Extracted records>
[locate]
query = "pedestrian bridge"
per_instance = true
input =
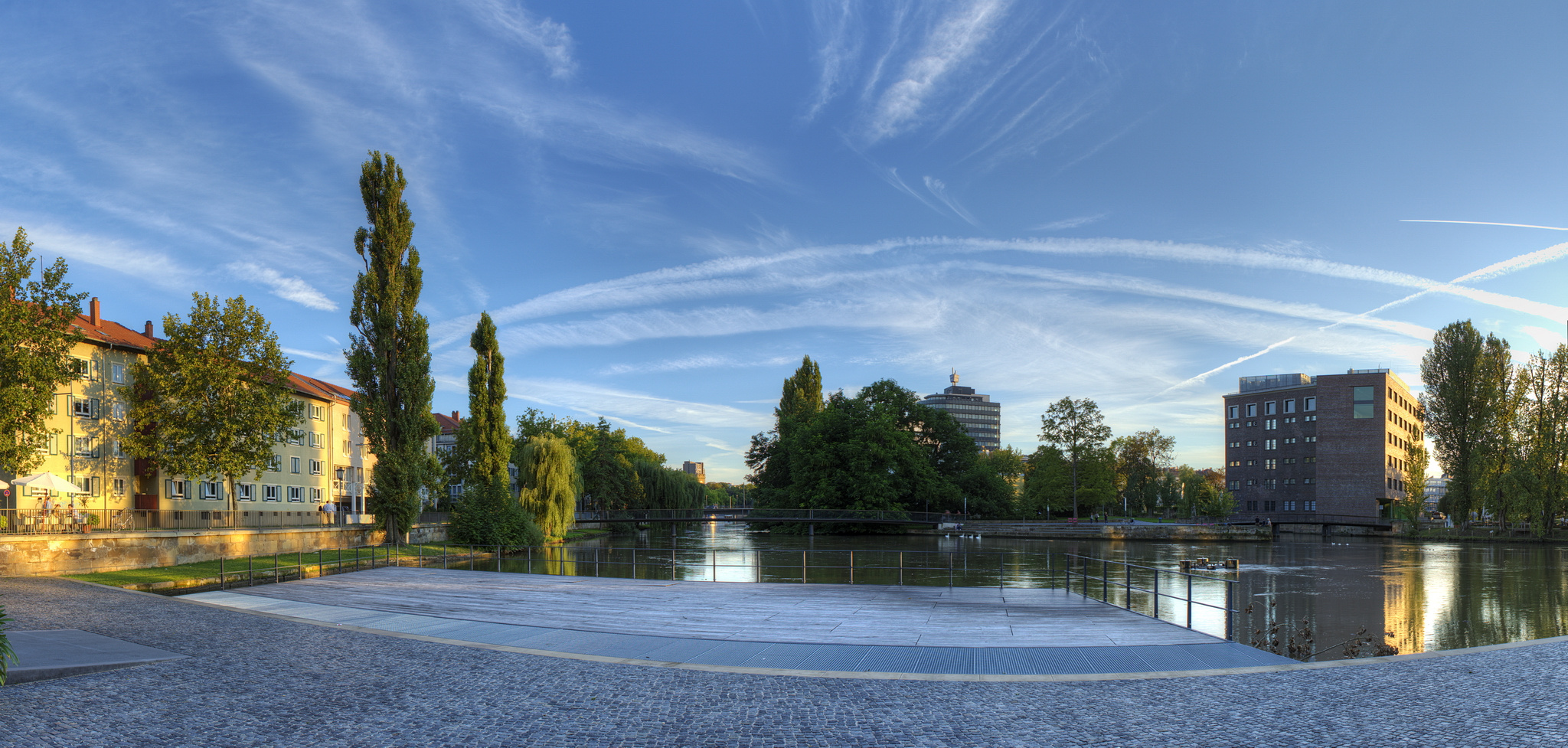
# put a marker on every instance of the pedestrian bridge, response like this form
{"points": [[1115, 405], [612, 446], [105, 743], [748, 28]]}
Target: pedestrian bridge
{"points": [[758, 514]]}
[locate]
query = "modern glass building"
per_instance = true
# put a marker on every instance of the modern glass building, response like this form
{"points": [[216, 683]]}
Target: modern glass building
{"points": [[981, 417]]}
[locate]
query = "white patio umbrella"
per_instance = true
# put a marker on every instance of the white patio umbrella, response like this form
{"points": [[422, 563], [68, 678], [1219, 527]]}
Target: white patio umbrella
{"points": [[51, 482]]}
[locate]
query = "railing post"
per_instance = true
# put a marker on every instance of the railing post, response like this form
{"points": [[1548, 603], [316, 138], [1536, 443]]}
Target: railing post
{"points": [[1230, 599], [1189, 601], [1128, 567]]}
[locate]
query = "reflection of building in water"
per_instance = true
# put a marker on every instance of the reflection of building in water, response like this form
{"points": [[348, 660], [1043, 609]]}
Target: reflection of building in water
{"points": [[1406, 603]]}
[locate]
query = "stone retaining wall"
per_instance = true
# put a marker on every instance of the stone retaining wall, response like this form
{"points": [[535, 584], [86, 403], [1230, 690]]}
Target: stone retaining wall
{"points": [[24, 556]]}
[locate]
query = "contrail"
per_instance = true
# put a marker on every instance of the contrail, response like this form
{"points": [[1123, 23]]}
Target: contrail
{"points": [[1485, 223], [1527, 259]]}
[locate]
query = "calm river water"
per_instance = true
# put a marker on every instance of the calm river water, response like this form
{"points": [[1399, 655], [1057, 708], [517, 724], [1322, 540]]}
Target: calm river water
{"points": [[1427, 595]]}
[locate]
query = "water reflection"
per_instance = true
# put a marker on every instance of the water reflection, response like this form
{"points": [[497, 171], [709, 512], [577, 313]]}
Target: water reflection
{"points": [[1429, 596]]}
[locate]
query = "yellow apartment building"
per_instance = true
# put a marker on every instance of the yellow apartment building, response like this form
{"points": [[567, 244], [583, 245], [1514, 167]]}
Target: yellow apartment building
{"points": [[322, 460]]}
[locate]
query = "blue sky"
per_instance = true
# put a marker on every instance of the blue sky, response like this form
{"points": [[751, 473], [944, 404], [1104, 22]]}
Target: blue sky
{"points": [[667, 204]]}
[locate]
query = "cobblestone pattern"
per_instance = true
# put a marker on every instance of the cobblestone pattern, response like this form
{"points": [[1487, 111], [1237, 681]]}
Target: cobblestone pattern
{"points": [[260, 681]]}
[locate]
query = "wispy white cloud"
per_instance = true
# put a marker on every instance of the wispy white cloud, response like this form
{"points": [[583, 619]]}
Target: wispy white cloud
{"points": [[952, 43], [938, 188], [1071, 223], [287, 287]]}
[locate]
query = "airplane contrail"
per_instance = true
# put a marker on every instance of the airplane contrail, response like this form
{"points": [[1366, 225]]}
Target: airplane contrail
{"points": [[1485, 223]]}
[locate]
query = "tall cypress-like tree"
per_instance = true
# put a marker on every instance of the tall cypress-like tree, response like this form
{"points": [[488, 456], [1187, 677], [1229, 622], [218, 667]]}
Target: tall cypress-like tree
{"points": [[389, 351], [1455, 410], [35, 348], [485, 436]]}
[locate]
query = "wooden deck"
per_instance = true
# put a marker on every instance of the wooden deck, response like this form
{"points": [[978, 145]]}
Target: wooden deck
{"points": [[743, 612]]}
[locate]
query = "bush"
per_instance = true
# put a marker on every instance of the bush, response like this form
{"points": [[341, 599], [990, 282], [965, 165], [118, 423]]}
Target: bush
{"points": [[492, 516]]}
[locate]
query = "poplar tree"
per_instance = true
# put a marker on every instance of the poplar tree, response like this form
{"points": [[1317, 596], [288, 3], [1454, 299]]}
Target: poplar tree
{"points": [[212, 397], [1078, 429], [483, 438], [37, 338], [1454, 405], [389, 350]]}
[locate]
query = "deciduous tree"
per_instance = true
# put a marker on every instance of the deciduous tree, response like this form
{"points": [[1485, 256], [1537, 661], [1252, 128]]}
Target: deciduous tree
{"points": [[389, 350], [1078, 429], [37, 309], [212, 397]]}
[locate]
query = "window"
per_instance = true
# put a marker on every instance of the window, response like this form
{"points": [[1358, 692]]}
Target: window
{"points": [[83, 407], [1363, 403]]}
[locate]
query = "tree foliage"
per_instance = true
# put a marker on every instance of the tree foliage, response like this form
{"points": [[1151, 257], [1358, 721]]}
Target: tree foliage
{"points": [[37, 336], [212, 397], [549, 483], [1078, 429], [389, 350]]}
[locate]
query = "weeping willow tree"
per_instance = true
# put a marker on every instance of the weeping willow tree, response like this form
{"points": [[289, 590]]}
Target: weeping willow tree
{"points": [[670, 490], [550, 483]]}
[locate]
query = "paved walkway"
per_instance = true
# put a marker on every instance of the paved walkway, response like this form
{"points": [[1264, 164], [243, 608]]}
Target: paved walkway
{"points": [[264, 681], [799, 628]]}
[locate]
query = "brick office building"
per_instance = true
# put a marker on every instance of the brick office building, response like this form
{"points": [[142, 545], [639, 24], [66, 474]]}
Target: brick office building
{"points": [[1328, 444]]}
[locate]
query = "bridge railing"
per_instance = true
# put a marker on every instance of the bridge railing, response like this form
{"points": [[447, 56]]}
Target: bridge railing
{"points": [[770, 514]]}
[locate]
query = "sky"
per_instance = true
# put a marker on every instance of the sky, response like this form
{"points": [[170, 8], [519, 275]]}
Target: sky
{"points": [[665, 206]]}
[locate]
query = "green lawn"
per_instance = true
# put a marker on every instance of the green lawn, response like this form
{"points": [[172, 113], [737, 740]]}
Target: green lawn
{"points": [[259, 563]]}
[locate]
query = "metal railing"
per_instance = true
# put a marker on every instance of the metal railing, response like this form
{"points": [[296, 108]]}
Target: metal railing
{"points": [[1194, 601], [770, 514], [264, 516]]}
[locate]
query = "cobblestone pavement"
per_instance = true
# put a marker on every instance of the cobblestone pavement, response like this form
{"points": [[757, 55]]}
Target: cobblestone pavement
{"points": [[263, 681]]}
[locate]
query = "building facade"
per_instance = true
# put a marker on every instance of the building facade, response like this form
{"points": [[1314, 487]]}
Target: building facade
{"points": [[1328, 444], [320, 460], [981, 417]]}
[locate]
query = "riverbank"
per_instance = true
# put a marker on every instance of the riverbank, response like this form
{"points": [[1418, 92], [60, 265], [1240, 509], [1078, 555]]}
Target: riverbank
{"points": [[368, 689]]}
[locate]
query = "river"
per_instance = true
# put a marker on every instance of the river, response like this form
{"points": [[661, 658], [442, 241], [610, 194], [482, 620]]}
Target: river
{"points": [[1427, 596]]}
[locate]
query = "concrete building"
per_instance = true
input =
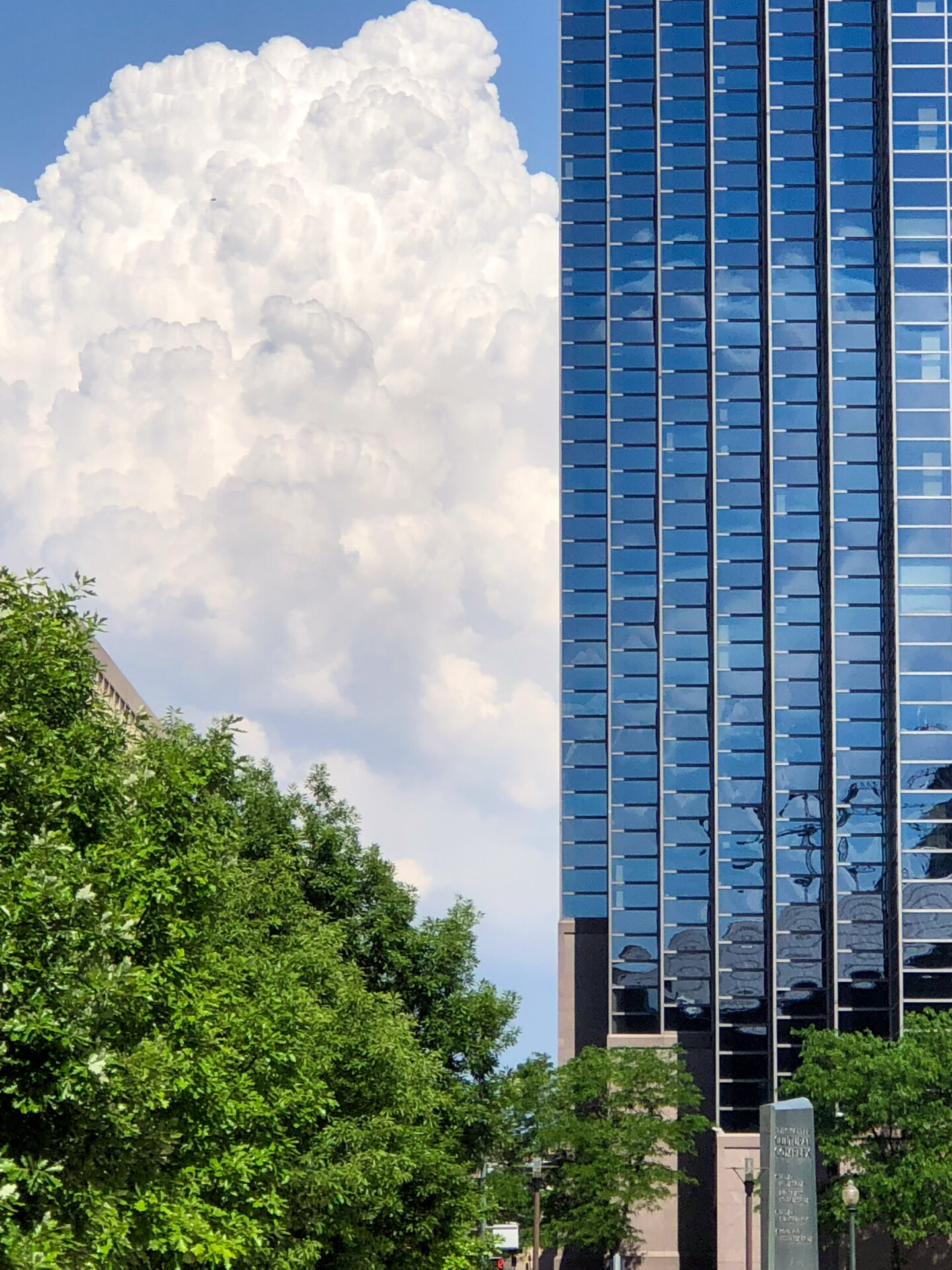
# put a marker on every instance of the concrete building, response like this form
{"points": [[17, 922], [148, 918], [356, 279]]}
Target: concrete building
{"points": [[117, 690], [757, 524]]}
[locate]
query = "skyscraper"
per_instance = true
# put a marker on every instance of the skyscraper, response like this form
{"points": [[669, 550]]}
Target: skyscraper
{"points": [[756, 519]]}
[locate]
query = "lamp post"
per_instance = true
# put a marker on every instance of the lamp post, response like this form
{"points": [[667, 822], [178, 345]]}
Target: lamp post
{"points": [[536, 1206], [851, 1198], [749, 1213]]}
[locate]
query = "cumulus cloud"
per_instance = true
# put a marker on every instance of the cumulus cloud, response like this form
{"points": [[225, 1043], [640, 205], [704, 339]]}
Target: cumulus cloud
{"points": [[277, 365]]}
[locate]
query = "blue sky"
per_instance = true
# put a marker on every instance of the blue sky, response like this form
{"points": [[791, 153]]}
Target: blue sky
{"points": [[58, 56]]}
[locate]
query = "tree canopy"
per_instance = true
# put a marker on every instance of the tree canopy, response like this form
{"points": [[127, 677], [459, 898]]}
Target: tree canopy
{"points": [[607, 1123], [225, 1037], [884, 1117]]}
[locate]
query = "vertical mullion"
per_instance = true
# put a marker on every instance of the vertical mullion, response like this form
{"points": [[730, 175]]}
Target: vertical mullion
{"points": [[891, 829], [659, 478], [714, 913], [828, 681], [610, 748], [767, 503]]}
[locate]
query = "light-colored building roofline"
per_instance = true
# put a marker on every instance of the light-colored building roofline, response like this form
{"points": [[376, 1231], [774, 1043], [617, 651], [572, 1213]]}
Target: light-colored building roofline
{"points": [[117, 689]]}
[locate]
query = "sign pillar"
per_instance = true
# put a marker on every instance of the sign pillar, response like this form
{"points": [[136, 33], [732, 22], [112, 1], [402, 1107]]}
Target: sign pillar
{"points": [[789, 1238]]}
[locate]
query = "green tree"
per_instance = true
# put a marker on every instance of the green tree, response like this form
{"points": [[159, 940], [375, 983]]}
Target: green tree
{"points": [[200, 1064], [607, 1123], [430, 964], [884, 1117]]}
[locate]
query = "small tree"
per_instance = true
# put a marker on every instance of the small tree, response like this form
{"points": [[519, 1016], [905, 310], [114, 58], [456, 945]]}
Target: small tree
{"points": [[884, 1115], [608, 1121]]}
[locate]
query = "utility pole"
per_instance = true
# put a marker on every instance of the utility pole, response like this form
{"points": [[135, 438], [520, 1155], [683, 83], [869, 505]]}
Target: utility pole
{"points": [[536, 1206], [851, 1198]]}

What is being asked> Working from the records above, write out verbatim only the lines from the line containing "Target: wooden deck" through the line containing "# put a marker on every instance of the brick".

Your response>
Target: wooden deck
{"points": [[743, 612]]}
[locate]
query = "bush"
per_instance = true
# put a marker on every instance of the bush, response like this form
{"points": [[341, 599], [990, 282], [965, 165], [118, 423]]}
Target: bush
{"points": [[492, 516]]}
[locate]
query = "poplar tree"
per_instance = true
# put a marker on every instance of the poplar tree, response like this form
{"points": [[1317, 596], [288, 3], [1454, 299]]}
Target: poplar tree
{"points": [[212, 397], [1078, 429], [483, 438], [37, 338], [1454, 405], [389, 350]]}
[locate]
query = "deciduous tree"
per_instance = true
# put a marker on every instance of the deciduous tree, response like this form
{"points": [[1485, 256], [1537, 661], [1252, 128]]}
Target: deciduous tree
{"points": [[389, 350], [1078, 429], [37, 309], [212, 397]]}
[locate]
query = "window"
per_instance = true
# put a marker on every instance of the window, response like this form
{"points": [[1358, 692]]}
Target: window
{"points": [[83, 407], [1363, 403]]}
[locate]
query = "tree foliage"
per_instance = true
# put a marker on every instance of the tree foliage, response like this form
{"points": [[1151, 257], [1358, 721]]}
Target: tree foliage
{"points": [[37, 336], [212, 397], [549, 483], [1078, 429], [389, 350]]}
[locate]
query = "weeping willow tree"
per_instance = true
# put a marker on every instance of the weeping willow tree, response like this form
{"points": [[289, 590]]}
Target: weeping willow tree
{"points": [[670, 490], [550, 483]]}
[locate]
query = "paved walkway"
per_instance = true
# put a marker on every instance of the paved walkway, response like this form
{"points": [[1264, 164], [243, 608]]}
Target: paved walkway
{"points": [[264, 681], [799, 628]]}
[locate]
query = "brick office building"
per_instance = true
# put a marker on every instance of the brick office building, response like this form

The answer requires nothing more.